They also include inequity. Pharmac’s advisers noted major inequity for Māori, Pacific peoples and children living in the highest-deprivation areas. If access is slow, confusing or dependent on private means and clinician persistence, the children who already carry the highest burden may wait longest.
Medicines regulation usually thinks hard about one kind of mistake: saying yes too soon. That caution is important. A medicine may be less effective than hoped, more harmful than trials first showed, or poor value for money. Pregnancy vaccines, in particular, require careful scrutiny.
But there is another mistake: waiting too long. If a product is effective, safe enough and good value when implemented well, delay is not neutral. It means preventable illness, preventable hospitalisations and winter pressure on a system already stretched. A false approval can harm people. So can a false delay.
New Zealand’s unapproved-medicines pathways, including section 29 of the Medicines Act, are useful safety valves for individual patients. They are not a substitute for a national prevention strategy. A population-level seasonal intervention cannot sensibly depend on ad hoc access, private means and paperwork.
The Therapeutic Products Act has been repealed. In the interim, New Zealand continues to rely on the Medicines Act 1981, which the Government itself has described as outdated. That creates a rare opportunity to redesign the system around modern realities.

▸ **PROMPT**:
Reproduce word for word the part of the passage on New Zealand medicines regulation that runs from "But there is" to "a false delay.".

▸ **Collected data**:
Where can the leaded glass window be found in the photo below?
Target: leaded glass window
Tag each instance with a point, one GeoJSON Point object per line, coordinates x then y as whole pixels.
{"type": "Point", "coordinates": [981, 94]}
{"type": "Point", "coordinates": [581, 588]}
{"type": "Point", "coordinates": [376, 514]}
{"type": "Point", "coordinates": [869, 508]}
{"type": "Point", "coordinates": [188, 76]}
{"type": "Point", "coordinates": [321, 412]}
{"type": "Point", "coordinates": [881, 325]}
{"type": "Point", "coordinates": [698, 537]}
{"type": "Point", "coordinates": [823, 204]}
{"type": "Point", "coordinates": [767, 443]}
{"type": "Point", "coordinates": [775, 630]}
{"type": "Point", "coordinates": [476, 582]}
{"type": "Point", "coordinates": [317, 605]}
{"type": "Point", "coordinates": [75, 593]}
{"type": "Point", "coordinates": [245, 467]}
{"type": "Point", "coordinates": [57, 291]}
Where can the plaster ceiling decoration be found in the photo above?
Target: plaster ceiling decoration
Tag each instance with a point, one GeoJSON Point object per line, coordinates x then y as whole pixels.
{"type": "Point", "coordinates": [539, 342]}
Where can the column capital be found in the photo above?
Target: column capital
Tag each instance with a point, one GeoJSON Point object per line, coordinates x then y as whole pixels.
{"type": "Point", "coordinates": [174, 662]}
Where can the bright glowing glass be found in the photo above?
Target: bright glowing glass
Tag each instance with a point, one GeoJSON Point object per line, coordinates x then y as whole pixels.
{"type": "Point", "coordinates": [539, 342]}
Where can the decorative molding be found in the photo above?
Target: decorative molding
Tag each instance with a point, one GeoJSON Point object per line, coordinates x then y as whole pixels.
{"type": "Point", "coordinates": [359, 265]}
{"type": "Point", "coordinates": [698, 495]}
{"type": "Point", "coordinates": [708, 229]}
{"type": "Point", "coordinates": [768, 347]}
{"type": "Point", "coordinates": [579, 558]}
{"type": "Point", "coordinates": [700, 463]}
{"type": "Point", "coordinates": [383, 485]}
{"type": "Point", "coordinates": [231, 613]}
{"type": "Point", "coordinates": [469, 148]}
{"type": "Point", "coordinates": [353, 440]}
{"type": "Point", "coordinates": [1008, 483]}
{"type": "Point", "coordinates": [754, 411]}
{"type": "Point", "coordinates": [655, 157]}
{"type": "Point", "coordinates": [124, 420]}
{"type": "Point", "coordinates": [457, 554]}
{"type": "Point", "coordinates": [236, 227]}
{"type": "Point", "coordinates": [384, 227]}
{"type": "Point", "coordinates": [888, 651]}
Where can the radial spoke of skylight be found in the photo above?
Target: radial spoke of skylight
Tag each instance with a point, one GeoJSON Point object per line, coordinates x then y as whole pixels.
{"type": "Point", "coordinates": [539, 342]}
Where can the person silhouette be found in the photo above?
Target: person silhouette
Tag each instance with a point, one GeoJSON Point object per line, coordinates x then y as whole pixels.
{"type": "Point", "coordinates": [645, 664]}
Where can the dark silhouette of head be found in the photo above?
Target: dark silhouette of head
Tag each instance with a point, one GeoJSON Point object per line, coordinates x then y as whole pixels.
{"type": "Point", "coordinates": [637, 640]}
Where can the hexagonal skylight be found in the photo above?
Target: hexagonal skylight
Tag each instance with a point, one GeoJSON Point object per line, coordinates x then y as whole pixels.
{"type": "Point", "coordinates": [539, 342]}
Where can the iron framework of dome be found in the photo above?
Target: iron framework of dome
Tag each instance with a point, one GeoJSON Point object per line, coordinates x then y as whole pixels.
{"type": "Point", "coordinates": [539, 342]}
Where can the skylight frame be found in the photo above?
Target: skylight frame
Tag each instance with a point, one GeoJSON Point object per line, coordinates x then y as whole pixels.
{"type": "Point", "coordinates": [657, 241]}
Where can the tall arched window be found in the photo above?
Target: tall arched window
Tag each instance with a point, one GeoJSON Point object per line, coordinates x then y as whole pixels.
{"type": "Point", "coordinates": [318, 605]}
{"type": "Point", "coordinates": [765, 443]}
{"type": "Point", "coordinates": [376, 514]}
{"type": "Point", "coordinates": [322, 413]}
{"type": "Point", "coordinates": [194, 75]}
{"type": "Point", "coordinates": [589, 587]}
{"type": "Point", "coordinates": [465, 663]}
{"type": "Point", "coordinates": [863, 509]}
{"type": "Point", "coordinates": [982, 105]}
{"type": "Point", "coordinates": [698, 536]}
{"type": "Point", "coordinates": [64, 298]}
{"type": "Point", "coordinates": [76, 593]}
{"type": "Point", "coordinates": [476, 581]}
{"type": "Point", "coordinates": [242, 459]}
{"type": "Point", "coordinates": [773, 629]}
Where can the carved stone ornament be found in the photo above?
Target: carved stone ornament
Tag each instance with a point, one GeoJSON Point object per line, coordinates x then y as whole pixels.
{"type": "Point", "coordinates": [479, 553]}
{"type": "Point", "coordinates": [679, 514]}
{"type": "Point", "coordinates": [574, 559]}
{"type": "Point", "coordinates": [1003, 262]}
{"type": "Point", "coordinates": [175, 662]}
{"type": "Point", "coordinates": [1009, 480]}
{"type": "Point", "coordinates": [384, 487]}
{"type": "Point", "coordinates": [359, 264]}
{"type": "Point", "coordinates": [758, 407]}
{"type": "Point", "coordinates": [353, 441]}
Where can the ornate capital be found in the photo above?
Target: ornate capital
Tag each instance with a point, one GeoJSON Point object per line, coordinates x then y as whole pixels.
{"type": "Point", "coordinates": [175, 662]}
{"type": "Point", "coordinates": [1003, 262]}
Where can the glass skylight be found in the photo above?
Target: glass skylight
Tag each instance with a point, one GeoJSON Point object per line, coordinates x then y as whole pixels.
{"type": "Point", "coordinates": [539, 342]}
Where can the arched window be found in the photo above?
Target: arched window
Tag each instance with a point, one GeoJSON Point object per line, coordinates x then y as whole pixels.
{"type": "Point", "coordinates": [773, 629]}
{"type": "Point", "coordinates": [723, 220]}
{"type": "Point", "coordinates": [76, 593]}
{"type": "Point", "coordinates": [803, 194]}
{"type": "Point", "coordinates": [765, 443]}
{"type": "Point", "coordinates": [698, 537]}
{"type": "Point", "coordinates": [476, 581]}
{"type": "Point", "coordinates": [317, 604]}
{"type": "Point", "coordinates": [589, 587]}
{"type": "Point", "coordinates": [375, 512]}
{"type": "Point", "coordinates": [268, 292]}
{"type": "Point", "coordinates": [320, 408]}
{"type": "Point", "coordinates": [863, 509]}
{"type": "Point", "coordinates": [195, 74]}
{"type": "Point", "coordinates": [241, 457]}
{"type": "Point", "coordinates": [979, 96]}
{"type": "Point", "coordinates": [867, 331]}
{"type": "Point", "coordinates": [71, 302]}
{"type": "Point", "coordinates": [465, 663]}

▸ **WRITTEN RESPONSE**:
But there is another mistake: waiting too long. If a product is effective, safe enough and good value when implemented well, delay is not neutral. It means preventable illness, preventable hospitalisations and winter pressure on a system already stretched. A false approval can harm people. So can a false delay.